##### Exercise inputs

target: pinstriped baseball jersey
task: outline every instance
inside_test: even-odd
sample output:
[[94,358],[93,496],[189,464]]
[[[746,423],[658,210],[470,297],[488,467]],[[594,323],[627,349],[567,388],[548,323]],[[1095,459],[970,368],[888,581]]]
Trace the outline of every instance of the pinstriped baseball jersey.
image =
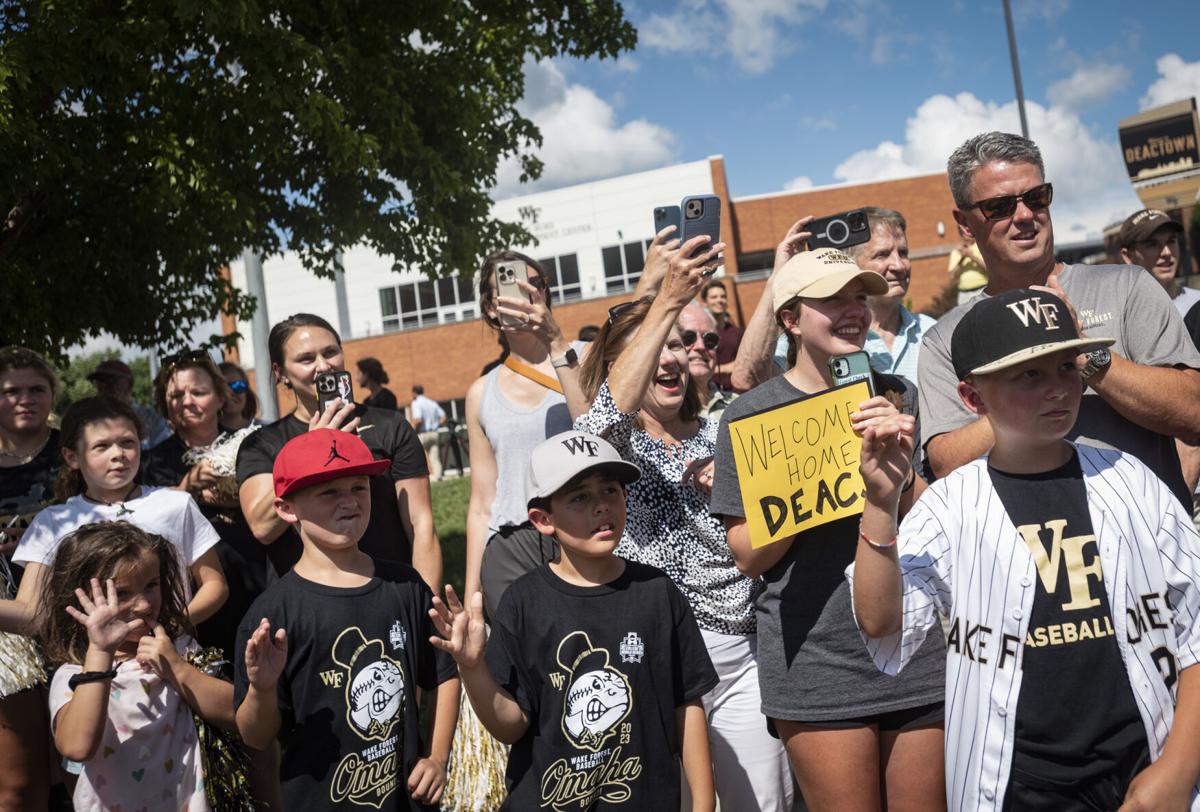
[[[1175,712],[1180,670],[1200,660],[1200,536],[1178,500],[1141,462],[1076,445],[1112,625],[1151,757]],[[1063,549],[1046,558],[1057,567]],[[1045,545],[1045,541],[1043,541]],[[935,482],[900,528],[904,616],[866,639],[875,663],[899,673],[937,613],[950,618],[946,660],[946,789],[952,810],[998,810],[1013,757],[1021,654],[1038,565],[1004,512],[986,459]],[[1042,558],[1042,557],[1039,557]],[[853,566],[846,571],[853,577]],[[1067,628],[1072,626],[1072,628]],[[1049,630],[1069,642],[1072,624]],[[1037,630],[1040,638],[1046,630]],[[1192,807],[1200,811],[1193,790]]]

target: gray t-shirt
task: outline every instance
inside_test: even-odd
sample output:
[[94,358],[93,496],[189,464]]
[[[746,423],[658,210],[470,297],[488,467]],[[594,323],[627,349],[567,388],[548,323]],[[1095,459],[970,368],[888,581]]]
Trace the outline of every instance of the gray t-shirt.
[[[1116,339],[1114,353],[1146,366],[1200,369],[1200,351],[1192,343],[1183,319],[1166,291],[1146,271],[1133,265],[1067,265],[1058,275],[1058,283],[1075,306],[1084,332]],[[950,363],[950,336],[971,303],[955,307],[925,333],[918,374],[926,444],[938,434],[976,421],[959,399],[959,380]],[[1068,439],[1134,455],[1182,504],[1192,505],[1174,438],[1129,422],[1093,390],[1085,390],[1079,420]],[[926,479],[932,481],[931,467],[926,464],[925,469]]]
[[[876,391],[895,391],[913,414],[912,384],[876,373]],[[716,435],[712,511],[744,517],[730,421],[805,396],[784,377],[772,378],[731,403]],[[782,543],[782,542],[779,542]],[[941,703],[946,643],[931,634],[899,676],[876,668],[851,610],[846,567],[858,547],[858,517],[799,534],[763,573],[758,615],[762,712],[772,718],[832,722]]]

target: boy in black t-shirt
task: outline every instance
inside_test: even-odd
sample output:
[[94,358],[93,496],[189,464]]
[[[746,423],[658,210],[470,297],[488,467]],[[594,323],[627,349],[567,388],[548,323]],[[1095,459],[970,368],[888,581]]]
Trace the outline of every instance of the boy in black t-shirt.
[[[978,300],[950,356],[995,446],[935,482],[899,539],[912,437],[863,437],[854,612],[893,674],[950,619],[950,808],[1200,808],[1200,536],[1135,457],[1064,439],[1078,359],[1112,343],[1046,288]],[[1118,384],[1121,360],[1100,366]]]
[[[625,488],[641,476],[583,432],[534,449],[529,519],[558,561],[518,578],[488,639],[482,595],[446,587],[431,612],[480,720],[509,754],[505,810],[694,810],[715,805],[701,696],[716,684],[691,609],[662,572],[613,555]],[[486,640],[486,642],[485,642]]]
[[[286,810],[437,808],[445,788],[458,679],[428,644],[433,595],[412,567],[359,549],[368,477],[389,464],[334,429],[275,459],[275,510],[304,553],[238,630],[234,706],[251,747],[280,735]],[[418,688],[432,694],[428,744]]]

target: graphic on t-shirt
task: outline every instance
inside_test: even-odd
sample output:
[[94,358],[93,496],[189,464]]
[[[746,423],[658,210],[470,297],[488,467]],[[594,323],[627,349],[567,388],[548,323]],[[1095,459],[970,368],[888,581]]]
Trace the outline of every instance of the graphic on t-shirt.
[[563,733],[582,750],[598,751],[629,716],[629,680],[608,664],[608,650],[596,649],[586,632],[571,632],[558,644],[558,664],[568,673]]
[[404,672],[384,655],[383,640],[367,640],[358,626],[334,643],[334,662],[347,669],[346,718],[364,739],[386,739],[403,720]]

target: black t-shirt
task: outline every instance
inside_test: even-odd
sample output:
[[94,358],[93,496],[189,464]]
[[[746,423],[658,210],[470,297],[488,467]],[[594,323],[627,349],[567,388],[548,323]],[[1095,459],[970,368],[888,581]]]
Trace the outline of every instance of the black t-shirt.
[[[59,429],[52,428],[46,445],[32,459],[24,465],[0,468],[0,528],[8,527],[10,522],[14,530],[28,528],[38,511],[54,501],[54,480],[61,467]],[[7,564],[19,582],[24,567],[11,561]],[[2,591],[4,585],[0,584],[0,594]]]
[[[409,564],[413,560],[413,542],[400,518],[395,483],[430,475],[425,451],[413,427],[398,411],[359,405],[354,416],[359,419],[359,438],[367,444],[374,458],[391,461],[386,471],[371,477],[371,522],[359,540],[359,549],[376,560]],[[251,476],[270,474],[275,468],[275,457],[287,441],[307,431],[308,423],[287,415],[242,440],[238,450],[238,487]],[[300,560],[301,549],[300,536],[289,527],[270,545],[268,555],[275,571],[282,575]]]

##########

▶ [Goal]:
Recast the lines between the one holding "target: gray t-shirt" and the one holding "Trace the outline of every instance of the gray", inclusive, as a Markdown table with two columns, Number and Content. Give each line its own number and leave out blank lines.

▶ [Output below]:
| Number | Content |
|---|---|
| 1 | target: gray t-shirt |
| 2 | task: outline every instance |
| 3 | inside_test: even-odd |
| 4 | sample output: |
| 5 | [[94,358],[93,496],[189,464]] |
| 6 | [[[746,423],[658,210],[470,297],[488,467]],[[594,323],[627,349],[567,388],[548,323]],[[1095,459],[970,368],[888,581]]] |
| 7 | Trace the outline of every instance of the gray t-shirt. |